AIM OF THE EXERCISE - Repeat exactly the lines that run from the one containing "Where can the elongated" to the end of the data, and leave out all others.

DATASET ROWS -
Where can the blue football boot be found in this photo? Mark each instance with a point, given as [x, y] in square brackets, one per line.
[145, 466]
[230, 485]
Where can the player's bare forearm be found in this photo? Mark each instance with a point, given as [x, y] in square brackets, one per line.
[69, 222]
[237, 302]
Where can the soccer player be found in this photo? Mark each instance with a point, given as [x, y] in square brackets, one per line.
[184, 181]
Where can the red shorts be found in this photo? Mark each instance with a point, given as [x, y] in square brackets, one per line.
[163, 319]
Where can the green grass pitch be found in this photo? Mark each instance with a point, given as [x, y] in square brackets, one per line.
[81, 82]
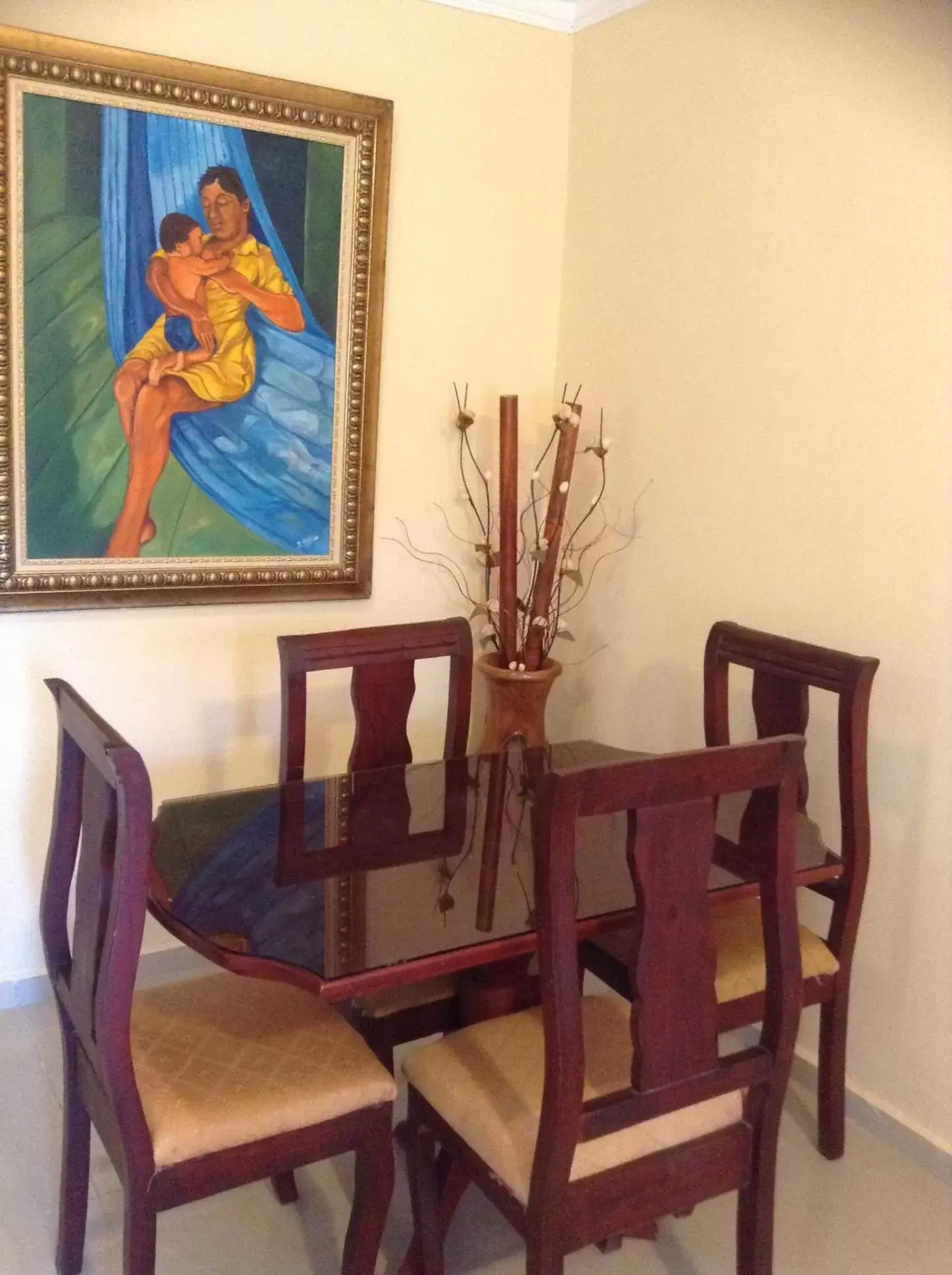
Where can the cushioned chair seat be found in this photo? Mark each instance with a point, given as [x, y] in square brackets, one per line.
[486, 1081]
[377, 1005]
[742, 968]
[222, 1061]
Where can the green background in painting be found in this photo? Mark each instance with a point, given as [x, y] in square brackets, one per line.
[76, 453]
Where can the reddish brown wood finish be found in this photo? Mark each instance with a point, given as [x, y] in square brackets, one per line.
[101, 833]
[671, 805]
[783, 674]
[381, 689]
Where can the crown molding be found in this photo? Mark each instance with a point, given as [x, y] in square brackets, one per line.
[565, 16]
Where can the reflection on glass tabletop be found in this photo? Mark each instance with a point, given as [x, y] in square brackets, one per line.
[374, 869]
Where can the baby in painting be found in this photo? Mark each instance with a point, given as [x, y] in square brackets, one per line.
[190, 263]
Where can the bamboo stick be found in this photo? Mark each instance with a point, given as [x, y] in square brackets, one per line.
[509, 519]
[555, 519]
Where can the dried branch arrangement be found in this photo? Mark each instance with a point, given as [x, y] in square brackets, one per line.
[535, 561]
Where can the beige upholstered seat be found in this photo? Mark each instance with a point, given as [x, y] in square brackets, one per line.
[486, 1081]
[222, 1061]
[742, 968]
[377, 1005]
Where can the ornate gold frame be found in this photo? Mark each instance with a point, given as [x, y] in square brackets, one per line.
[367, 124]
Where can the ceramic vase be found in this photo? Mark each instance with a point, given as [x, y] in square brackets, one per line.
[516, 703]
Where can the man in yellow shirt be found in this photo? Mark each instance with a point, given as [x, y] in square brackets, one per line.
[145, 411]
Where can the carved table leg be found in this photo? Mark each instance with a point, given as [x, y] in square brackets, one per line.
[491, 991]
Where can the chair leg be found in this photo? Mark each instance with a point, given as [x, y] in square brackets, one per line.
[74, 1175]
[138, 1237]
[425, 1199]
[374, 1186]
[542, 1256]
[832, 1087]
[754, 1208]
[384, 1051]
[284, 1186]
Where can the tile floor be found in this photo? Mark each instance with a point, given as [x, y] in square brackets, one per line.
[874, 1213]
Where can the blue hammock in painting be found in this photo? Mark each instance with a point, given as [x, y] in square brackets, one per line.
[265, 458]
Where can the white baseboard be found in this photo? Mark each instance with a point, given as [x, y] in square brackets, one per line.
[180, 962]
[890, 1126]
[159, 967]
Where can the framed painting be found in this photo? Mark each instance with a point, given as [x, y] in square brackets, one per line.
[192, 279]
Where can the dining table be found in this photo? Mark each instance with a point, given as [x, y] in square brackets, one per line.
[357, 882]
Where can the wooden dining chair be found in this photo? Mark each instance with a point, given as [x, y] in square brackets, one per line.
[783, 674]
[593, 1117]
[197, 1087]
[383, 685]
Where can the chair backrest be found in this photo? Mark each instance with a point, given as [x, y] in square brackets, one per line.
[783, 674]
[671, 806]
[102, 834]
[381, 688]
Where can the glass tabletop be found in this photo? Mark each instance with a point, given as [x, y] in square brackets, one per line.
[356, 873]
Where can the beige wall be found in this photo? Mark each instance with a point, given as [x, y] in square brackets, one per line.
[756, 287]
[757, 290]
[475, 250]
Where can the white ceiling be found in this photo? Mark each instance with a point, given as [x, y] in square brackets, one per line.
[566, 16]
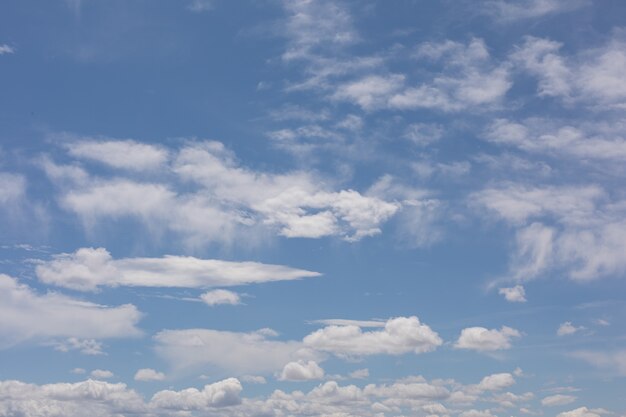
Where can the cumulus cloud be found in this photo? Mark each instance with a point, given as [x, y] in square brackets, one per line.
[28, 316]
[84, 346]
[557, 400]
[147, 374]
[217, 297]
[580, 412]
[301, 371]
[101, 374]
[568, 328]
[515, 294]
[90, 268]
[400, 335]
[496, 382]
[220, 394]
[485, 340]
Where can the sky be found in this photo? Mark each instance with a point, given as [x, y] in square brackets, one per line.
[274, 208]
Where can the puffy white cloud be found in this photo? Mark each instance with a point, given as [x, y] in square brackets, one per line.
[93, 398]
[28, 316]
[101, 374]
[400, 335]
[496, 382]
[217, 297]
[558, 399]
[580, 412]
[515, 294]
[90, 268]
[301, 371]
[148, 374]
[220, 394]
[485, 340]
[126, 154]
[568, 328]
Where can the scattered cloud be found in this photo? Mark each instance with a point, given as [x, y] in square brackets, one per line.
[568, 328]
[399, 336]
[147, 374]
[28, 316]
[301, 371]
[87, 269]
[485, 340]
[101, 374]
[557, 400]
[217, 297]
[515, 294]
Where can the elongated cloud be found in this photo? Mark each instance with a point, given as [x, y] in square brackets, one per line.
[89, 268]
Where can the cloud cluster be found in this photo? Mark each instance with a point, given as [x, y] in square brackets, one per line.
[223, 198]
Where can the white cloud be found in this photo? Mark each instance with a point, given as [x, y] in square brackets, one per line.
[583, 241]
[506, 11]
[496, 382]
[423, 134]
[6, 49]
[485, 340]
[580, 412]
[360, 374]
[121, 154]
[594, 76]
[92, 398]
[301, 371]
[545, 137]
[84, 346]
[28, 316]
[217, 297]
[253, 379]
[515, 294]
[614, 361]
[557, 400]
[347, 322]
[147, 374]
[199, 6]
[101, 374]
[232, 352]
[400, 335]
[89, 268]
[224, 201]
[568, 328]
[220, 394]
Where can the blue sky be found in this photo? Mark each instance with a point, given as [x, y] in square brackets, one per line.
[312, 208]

FINISHED TASK -
Where can the elongated cloud be found in this photo? Mark each instance with a point, given as [x, y] in square brackets, one per line.
[89, 268]
Where can the cloud cluster be found in this photo? Mark each instance with a point, given as [x, y] in square brackets, one per line.
[223, 198]
Where can the white cloud be found in this photo? Mark each instance with a point, given as [x, y] in square brackets, one per line.
[583, 241]
[506, 11]
[496, 382]
[423, 134]
[6, 49]
[485, 340]
[580, 412]
[360, 374]
[121, 154]
[594, 76]
[92, 398]
[301, 371]
[545, 137]
[84, 346]
[28, 316]
[217, 297]
[253, 379]
[515, 294]
[614, 361]
[557, 400]
[347, 322]
[147, 374]
[199, 6]
[101, 374]
[232, 352]
[400, 335]
[89, 268]
[224, 201]
[568, 328]
[220, 394]
Where can the blue sky be found in this photo? Mark each instance with a point, given as [x, y] in square brackets, one per line.
[312, 208]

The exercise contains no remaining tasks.